> _Required task_: Copy every line of the records from the line holding "Indicate every instance of the microphone" through the end of the records, inclusive, scaling each point coordinate in the answers by 1.55 and rounding to whole numbers, halves up, with all other numbers left unchanged. Omit the pictures from your copy.

> _Material supplied_:
====

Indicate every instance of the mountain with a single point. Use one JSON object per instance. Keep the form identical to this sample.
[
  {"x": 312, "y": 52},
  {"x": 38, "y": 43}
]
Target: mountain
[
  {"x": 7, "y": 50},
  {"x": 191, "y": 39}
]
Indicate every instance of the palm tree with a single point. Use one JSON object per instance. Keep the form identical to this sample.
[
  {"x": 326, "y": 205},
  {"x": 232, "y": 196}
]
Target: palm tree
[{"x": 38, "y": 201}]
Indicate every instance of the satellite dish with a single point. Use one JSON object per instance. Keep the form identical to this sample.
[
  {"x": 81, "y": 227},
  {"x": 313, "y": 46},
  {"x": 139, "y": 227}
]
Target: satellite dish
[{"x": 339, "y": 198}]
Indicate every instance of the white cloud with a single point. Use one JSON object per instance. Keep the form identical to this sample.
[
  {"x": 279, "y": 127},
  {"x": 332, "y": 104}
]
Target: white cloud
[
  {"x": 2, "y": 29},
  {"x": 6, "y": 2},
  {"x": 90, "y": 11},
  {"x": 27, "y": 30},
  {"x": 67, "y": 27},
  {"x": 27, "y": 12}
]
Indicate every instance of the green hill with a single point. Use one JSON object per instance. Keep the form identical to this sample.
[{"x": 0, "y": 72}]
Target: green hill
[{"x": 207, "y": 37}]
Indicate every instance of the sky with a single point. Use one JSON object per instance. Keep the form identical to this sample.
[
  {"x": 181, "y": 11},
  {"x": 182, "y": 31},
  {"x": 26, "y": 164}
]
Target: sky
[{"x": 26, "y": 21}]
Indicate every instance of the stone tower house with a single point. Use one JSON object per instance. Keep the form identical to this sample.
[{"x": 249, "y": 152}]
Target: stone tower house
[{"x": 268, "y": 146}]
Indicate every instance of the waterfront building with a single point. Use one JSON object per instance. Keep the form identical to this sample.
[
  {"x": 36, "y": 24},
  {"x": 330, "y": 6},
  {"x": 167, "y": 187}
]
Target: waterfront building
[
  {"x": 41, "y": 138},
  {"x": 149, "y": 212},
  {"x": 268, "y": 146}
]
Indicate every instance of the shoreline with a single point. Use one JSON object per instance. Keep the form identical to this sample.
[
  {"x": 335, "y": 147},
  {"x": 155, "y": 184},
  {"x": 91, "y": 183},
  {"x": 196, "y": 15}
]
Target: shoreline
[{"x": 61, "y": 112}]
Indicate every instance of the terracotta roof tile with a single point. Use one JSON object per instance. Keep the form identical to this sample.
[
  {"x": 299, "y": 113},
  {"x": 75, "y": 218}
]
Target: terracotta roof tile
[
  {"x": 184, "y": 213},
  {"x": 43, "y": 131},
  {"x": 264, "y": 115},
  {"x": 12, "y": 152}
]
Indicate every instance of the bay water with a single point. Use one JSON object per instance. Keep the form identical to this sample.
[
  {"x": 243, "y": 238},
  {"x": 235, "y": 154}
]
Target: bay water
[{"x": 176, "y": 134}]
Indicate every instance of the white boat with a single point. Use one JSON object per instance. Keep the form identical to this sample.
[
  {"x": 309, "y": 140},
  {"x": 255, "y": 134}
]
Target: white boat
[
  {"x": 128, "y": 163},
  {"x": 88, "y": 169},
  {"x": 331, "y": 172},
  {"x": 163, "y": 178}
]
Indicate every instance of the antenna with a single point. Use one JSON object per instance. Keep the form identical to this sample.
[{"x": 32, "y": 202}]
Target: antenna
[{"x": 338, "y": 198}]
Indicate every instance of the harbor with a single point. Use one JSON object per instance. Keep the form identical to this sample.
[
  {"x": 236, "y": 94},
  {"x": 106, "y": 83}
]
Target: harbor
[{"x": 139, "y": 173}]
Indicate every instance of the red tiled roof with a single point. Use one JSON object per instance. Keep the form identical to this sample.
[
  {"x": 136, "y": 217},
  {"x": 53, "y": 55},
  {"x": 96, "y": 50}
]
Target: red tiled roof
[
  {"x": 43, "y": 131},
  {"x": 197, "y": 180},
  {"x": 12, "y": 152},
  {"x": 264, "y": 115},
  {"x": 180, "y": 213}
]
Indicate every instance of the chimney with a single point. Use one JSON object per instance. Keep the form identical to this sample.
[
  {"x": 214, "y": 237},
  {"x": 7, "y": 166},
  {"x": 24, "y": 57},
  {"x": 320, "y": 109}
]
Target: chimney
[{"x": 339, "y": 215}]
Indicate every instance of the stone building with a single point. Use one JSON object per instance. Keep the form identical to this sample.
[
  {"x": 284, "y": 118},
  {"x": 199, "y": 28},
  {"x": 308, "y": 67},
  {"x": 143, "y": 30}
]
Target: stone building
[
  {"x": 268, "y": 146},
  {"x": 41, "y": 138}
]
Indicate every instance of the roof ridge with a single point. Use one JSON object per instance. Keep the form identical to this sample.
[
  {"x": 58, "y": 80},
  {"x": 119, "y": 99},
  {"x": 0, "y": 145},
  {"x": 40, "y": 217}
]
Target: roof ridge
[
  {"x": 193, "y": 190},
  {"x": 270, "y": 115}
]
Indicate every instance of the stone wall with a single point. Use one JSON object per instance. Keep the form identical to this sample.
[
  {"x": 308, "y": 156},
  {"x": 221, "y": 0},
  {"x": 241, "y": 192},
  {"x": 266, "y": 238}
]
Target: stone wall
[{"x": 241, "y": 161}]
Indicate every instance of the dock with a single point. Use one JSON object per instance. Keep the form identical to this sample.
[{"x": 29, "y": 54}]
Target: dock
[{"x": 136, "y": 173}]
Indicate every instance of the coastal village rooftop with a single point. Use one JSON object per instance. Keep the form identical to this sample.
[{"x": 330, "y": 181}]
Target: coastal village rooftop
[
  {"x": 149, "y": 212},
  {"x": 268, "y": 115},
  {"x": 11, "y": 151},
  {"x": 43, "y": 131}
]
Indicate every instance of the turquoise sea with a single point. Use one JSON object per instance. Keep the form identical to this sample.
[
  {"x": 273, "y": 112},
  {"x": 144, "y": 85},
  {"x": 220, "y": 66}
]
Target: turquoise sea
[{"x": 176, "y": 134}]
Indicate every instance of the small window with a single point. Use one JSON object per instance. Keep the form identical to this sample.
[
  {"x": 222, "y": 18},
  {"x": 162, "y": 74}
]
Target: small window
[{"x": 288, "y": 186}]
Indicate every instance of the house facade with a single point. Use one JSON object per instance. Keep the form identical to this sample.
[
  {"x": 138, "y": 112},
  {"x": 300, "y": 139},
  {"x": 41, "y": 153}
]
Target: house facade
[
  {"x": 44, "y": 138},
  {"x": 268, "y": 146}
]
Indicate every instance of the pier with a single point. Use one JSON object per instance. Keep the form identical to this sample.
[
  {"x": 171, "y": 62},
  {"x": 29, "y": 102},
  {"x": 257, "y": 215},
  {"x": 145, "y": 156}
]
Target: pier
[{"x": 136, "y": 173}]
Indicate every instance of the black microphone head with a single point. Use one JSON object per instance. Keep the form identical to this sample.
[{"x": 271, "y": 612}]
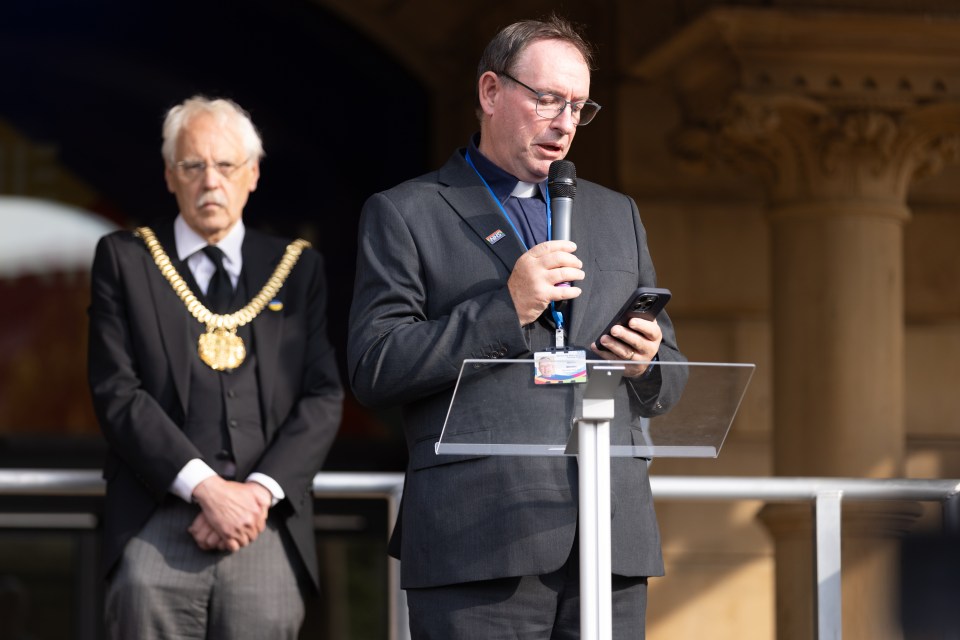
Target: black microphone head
[{"x": 562, "y": 179}]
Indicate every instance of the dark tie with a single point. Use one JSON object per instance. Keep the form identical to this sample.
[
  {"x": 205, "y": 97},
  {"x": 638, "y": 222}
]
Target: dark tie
[{"x": 219, "y": 291}]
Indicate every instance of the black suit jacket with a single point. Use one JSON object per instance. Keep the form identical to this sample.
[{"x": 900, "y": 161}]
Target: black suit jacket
[
  {"x": 431, "y": 291},
  {"x": 139, "y": 372}
]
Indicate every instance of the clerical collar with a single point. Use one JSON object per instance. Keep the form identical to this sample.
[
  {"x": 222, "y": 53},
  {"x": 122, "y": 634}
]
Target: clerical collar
[{"x": 501, "y": 183}]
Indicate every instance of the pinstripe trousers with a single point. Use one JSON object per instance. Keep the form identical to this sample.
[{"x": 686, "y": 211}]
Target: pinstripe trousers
[{"x": 166, "y": 588}]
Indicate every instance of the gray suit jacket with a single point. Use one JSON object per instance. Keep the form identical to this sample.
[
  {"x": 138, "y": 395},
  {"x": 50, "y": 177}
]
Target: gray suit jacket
[{"x": 430, "y": 292}]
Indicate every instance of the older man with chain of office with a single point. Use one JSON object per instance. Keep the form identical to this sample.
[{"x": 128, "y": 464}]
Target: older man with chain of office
[{"x": 218, "y": 394}]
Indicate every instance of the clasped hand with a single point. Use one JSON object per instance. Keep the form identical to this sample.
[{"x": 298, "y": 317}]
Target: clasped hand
[{"x": 232, "y": 514}]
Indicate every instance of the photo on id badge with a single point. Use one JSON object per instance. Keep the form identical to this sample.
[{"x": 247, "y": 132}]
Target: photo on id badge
[{"x": 560, "y": 367}]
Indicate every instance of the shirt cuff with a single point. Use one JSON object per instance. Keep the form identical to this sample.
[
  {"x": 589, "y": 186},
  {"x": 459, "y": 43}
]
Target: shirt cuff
[
  {"x": 269, "y": 484},
  {"x": 192, "y": 474}
]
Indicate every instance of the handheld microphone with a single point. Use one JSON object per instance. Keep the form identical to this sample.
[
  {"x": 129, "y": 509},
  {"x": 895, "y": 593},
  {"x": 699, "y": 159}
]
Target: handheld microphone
[{"x": 562, "y": 187}]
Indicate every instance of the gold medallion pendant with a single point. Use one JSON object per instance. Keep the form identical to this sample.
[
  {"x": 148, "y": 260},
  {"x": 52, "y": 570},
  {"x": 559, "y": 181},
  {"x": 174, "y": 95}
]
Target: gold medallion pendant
[{"x": 221, "y": 349}]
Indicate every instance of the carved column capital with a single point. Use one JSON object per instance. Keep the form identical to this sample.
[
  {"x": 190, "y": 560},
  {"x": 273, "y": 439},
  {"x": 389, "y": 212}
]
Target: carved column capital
[{"x": 806, "y": 149}]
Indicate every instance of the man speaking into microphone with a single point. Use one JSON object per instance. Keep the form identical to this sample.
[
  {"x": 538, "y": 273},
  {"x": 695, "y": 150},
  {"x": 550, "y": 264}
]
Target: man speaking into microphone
[{"x": 460, "y": 264}]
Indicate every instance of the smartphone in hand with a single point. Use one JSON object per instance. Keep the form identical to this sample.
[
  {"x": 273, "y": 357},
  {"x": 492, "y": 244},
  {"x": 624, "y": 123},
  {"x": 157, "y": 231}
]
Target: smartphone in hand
[{"x": 645, "y": 302}]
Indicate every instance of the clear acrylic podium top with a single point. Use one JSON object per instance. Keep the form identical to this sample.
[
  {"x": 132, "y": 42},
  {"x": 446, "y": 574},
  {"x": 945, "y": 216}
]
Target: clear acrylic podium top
[{"x": 498, "y": 409}]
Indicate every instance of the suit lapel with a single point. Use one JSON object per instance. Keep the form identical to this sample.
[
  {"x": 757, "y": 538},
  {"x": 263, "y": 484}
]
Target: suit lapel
[
  {"x": 469, "y": 197},
  {"x": 173, "y": 322},
  {"x": 267, "y": 328}
]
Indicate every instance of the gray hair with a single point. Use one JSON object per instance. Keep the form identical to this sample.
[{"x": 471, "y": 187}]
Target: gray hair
[
  {"x": 502, "y": 52},
  {"x": 223, "y": 109}
]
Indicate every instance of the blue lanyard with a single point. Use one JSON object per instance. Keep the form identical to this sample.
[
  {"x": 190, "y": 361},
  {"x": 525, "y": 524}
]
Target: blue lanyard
[{"x": 557, "y": 316}]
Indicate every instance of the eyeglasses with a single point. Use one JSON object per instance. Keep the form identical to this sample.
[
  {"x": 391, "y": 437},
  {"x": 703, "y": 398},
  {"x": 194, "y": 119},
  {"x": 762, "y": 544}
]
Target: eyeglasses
[
  {"x": 193, "y": 169},
  {"x": 550, "y": 106}
]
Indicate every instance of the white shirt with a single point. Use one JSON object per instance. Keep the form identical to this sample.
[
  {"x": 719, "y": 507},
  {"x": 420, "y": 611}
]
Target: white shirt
[{"x": 189, "y": 245}]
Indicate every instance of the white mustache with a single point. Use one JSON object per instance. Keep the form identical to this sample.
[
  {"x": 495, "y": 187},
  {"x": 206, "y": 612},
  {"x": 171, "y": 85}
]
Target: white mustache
[{"x": 211, "y": 198}]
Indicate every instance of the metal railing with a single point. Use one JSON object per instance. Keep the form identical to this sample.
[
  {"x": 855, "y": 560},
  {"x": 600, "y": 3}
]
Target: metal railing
[{"x": 825, "y": 494}]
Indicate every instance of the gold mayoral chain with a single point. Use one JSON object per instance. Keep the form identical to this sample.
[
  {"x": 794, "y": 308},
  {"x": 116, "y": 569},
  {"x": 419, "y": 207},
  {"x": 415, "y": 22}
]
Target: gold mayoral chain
[{"x": 220, "y": 347}]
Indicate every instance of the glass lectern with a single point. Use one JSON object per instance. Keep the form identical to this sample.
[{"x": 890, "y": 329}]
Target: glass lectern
[{"x": 674, "y": 410}]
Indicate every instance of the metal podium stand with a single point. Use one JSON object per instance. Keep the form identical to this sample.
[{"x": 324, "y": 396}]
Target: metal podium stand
[{"x": 695, "y": 402}]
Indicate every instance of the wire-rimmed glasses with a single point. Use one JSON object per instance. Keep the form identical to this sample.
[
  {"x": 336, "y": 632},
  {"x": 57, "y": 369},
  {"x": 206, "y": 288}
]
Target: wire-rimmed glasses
[{"x": 550, "y": 105}]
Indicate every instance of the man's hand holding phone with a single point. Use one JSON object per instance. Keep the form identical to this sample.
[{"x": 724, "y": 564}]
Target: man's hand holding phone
[{"x": 634, "y": 334}]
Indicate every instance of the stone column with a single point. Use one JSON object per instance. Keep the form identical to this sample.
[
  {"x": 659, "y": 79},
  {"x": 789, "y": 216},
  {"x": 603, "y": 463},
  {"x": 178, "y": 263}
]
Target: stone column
[{"x": 836, "y": 115}]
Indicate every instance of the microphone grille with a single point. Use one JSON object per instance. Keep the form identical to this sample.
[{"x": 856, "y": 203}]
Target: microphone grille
[{"x": 562, "y": 179}]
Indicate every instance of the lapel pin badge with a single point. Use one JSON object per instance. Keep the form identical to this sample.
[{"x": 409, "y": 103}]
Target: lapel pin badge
[{"x": 496, "y": 237}]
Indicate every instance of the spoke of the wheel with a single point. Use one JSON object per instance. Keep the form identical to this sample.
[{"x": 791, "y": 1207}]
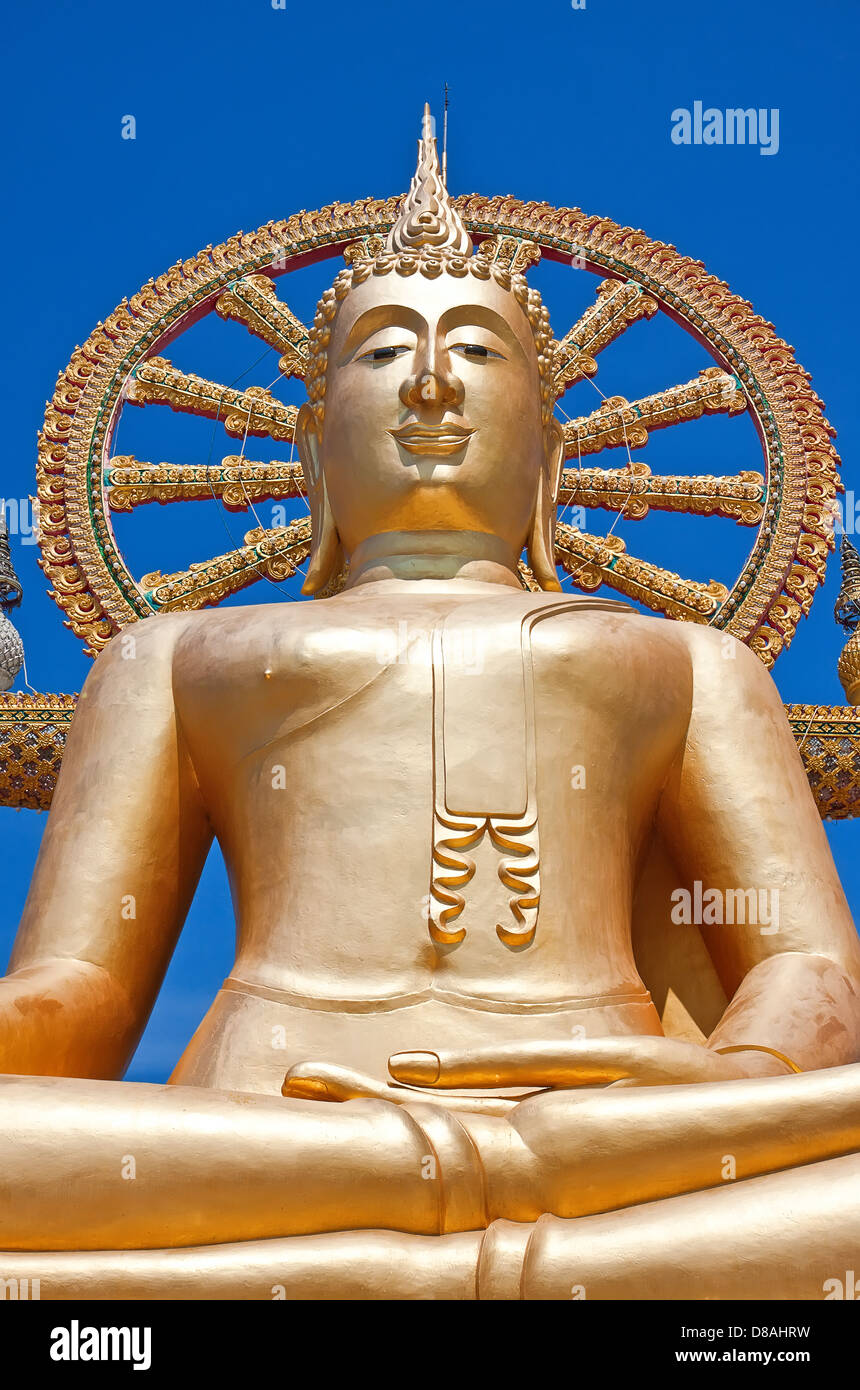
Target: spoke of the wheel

====

> _Solution to this problem_:
Indicate every instance of the microphone grille with a single point. Use one JSON object per instance. Keep the form identical to this sample.
[{"x": 856, "y": 203}]
Target: microphone grille
[{"x": 871, "y": 277}]
Indicate every instance of the lapel pin badge with a single point. Use one JSON object per instance. Keep the form identical to this sample.
[{"x": 409, "y": 103}]
Target: lapel pin badge
[{"x": 769, "y": 367}]
Indicate every instance of the spoke of the wheel with a single point. Use one JSON object per instance. Keep the form identical to this sample.
[{"x": 791, "y": 1207}]
Target: spoke of the wheel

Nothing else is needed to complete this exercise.